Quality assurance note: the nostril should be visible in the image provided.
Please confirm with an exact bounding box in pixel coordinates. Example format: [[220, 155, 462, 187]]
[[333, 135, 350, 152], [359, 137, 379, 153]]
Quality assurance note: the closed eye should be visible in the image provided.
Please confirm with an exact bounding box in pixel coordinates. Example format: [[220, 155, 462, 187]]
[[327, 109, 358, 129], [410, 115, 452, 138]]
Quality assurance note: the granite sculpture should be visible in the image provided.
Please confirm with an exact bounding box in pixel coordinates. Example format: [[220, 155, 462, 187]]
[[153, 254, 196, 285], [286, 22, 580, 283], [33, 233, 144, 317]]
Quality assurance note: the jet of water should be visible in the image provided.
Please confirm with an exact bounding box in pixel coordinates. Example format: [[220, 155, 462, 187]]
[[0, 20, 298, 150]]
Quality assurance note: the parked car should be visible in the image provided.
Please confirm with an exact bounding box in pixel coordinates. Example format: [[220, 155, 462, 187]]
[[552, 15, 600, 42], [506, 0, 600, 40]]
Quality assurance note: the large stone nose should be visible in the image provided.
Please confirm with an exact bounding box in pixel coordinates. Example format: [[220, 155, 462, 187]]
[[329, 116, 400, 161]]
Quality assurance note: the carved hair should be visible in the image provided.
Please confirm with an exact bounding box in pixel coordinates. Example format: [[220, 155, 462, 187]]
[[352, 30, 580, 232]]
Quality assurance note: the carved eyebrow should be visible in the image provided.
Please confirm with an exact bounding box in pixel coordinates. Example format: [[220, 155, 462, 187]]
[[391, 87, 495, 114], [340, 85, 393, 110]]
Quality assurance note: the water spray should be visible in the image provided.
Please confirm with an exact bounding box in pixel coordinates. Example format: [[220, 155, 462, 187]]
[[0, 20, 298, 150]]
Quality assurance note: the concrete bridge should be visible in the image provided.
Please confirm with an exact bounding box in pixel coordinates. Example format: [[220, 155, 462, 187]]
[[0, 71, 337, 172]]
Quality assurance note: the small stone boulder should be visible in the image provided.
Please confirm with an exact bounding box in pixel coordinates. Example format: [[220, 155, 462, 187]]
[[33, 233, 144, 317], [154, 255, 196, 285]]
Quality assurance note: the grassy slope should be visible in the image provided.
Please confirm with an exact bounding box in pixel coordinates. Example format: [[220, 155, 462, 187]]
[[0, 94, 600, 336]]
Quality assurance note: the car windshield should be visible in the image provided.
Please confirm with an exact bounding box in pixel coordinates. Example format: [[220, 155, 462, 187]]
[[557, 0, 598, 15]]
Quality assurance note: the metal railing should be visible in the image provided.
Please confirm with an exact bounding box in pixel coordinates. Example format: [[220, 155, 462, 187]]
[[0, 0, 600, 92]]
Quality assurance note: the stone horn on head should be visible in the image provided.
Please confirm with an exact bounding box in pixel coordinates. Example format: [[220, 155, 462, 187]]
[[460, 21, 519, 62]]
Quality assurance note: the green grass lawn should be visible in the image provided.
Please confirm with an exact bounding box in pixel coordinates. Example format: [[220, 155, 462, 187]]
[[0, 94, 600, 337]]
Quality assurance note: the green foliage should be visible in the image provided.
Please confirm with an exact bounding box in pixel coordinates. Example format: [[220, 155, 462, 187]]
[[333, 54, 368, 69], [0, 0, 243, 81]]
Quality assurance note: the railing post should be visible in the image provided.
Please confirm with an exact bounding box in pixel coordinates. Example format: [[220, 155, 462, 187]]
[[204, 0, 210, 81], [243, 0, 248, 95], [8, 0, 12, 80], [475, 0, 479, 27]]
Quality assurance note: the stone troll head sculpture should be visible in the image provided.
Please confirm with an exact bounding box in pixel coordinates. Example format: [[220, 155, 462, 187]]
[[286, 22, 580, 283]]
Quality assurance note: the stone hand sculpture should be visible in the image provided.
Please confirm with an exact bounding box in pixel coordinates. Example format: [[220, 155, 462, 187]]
○ ○ ○ ○ ○ ○ ○
* TASK TO CARRY OUT *
Reproduce all of the material above word for word, keeping every line as it stands.

* OUTPUT BELOW *
Quality assurance note: the nostril should be visible in the image provided.
Please confirm with an exact bounding box in pixel coordinates. Example format: [[220, 155, 462, 187]]
[[333, 135, 350, 152], [359, 137, 379, 153]]
Quality assurance note: the closed eye should be visible in the image provided.
Please confirm with an exact bounding box in pixel coordinates. Example format: [[220, 155, 462, 187]]
[[327, 109, 358, 129], [410, 115, 452, 138]]
Quality assurance note: the granite sculpture should be visible in the image provided.
Please confirm with an exact bounding box in pixel coordinates. Example format: [[220, 155, 462, 187]]
[[153, 254, 196, 285], [286, 22, 580, 283], [33, 233, 144, 317]]
Quality assurance note: the jet of water should be visible in the image provided.
Please confirm with an exact bounding box in pixel coordinates. Example format: [[220, 155, 462, 187]]
[[0, 20, 298, 150]]
Quality assurance note: the parked car should be visible in the image provided.
Please confirm with an exact bounding box in pixel coordinates. Example format: [[220, 155, 462, 187]]
[[552, 15, 600, 42], [506, 0, 600, 40]]
Quality assurance note: the large stone nose should be visible in the image provided.
Please confirm with an exact bounding box in pixel coordinates. Example format: [[220, 155, 462, 187]]
[[329, 116, 400, 161]]
Quality assurance note: the carved hair should be visible in the image provided.
Please confirm with an exact bounding box in pixel coordinates. Example format: [[220, 155, 462, 187]]
[[352, 30, 580, 232]]
Quality assurance note: the carved eyebrow should be visible in the image provided.
Please confirm with an exact bounding box in pixel coordinates. Example format: [[220, 155, 462, 187]]
[[391, 87, 495, 114], [340, 85, 393, 110]]
Quality assurance note: the water spray should be visible in the image provided.
Please confirm with an exact bounding box in pixel coordinates. Example format: [[220, 155, 462, 187]]
[[0, 20, 298, 150]]
Quality assurance note: the concrete bridge should be visible in the image provided.
Please confirm with an exact bounding box in pixel coordinates. Example format: [[220, 155, 462, 187]]
[[0, 71, 337, 172]]
Quality assurance note: the small stone boulder should be visible in the image provided.
Please confirm with an exact bounding box in pixel coordinates. Example format: [[220, 155, 462, 187]]
[[33, 233, 144, 317], [154, 255, 196, 285]]
Quality assurance note: the grassy slope should be visible in the image provided.
Please confirm with an exact bounding box in pixel coordinates. Example format: [[220, 155, 462, 187]]
[[0, 94, 600, 336]]
Quality assurance note: the car windshield should be visible in the image provided.
Please confirm with an exact bounding box in pixel coordinates. Example format: [[220, 155, 462, 187]]
[[557, 0, 598, 15]]
Quality assurance note: the metal railing should be visible in the image provided.
Please confirm with an exact bounding box in pixel coordinates. Example format: [[220, 155, 462, 187]]
[[0, 0, 600, 92]]
Quality assurance note: the stone horn on head should be visible in the image provided.
Please confirm with an exact bounding box in pixel coordinates. Example format: [[220, 155, 462, 187]]
[[460, 21, 519, 62]]
Quality assurance note: the green grass lawn should be visible in the image provided.
Please confirm with an exact bounding box in pixel coordinates. Example format: [[220, 155, 462, 187]]
[[0, 94, 600, 337]]
Quality assurance note: the green foliage should be visible in the image provided.
Please confirm with an exact bounding box in pixel coordinates. Example format: [[220, 155, 462, 187]]
[[333, 54, 368, 69], [0, 0, 243, 81]]
Quality assurance note: the railing post should be visible in the image provided.
Please confirm with an exact bounding box in pixel coordinates. Example format: [[220, 155, 462, 187]]
[[204, 0, 210, 81], [243, 0, 248, 95], [8, 0, 12, 80], [475, 0, 479, 27]]
Quality assurance note: the stone troll head sculpture should be visible in the image provided.
Please confirm with an exact bounding box in pixel coordinates. Example format: [[220, 155, 462, 187]]
[[286, 22, 580, 283]]
Quality assurance note: the stone hand sculpture should be visible in the image provided.
Please confirm with an exact bounding box in pixel coordinates. Example format: [[220, 155, 462, 187]]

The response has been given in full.